• **TASK BRIEF**:
Count how many lines in the entries below contain the word "striped", and reply with only that number.

== GIVEN INFORMATION ==

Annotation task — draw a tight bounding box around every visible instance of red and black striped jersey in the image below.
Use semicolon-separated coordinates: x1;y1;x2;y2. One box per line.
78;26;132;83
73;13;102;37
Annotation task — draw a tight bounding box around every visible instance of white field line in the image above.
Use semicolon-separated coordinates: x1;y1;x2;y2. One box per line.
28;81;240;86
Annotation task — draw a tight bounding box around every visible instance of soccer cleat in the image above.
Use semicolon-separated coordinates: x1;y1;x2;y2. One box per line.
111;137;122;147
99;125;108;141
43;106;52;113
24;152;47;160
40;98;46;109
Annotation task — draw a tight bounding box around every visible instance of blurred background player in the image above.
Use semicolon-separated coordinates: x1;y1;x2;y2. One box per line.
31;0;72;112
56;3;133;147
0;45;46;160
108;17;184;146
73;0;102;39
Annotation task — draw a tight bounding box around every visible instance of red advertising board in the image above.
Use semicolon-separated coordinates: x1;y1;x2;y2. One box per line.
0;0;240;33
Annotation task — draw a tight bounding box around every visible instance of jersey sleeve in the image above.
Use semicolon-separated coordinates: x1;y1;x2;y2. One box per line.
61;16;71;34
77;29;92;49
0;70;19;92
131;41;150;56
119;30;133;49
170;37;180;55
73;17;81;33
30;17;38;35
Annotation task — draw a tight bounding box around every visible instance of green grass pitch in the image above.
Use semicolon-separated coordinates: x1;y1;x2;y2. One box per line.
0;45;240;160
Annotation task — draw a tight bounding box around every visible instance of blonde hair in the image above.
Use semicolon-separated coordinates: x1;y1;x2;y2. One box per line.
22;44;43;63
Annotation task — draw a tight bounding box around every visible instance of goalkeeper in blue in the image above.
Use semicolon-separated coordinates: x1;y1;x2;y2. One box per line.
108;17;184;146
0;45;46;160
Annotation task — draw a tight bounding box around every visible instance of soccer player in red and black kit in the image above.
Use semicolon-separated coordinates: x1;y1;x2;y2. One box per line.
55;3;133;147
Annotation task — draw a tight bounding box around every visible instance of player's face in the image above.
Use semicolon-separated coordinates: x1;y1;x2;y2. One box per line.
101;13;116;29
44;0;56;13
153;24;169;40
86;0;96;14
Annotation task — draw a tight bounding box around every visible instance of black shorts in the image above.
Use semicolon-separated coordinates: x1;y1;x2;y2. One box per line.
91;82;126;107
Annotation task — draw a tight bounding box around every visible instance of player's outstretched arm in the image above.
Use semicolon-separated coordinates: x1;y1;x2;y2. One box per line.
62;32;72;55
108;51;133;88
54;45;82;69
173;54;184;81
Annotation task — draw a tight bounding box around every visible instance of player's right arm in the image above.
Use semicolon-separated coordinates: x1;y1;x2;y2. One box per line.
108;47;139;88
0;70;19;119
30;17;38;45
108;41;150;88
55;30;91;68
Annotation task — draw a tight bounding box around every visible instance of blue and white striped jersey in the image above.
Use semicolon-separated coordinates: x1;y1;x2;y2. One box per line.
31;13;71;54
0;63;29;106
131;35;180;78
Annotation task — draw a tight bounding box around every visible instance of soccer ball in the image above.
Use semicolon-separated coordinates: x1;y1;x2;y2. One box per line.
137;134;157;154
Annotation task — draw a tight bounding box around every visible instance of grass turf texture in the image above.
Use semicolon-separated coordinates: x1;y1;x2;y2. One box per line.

===

• **THE OUTPUT**:
2